==== Records supplied

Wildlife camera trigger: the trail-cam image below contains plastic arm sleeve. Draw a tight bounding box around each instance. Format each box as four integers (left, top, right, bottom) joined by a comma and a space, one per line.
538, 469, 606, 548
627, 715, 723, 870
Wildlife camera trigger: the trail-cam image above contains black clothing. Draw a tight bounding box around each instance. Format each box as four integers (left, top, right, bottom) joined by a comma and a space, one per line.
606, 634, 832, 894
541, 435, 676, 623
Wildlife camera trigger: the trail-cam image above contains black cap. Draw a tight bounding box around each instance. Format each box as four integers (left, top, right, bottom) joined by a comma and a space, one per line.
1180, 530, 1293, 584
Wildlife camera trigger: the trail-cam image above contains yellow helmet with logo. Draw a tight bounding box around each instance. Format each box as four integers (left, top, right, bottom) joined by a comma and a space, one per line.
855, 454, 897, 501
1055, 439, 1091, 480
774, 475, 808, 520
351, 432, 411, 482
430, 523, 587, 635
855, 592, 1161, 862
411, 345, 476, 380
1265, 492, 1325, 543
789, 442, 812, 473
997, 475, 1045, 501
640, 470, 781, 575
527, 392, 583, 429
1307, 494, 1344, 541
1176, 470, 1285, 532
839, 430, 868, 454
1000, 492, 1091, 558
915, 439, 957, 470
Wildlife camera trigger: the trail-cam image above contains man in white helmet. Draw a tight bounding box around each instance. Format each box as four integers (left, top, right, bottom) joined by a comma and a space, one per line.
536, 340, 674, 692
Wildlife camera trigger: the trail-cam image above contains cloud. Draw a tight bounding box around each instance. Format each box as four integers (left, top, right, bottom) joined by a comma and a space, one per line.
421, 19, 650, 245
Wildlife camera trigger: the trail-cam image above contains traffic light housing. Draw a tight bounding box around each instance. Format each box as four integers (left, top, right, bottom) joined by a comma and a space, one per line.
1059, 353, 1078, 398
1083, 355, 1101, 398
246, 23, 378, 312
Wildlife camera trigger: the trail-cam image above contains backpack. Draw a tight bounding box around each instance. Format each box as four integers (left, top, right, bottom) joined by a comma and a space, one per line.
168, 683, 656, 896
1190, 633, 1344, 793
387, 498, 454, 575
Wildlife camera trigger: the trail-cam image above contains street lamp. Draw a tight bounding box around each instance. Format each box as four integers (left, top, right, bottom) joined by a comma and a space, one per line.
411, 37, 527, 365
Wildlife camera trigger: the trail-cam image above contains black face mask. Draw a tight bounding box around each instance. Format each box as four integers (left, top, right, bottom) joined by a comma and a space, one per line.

========

» Task goal:
Return the records above word for word, starting at their first line and stopping after the line that has "915, 439, 957, 470".

» The reply:
Wildlife camera trigger: the trail-cam image below contains plastic arm sleeve. Draw a tight bounding box around each instance. Format each box as four integers (left, top, right, bottom) joined by a comma and a space, one per line.
538, 469, 606, 548
627, 715, 723, 870
Wildlife camera trigger: the trail-cam image above contains black clothing. Draw a tight bounding box around each instance. Format each box as four integers (left, top, right, bottom) joined by a comma and a space, one per line.
606, 634, 832, 894
541, 435, 676, 623
Wildlife camera trigger: the trail-cam image above contains black cap. Draw a tight bounding box around each instance. Format each box as four integers (left, top, right, bottom) joined by a comma and a space, one per line.
1180, 530, 1293, 584
Wildlife camera trigger: the trail-cam image above contains yellow helmet with logo. Draw a tight bounding box around each instance. Format each box as four integers (left, top, right, bottom) joined by a comma and a space, one per line.
855, 454, 897, 501
1055, 439, 1091, 480
774, 475, 808, 520
351, 432, 411, 482
430, 523, 587, 635
855, 592, 1161, 862
411, 345, 476, 380
1265, 492, 1325, 543
789, 442, 812, 473
997, 475, 1045, 501
640, 470, 781, 575
527, 392, 583, 429
1307, 494, 1344, 541
1176, 470, 1285, 532
839, 430, 868, 454
1000, 492, 1091, 558
915, 439, 957, 470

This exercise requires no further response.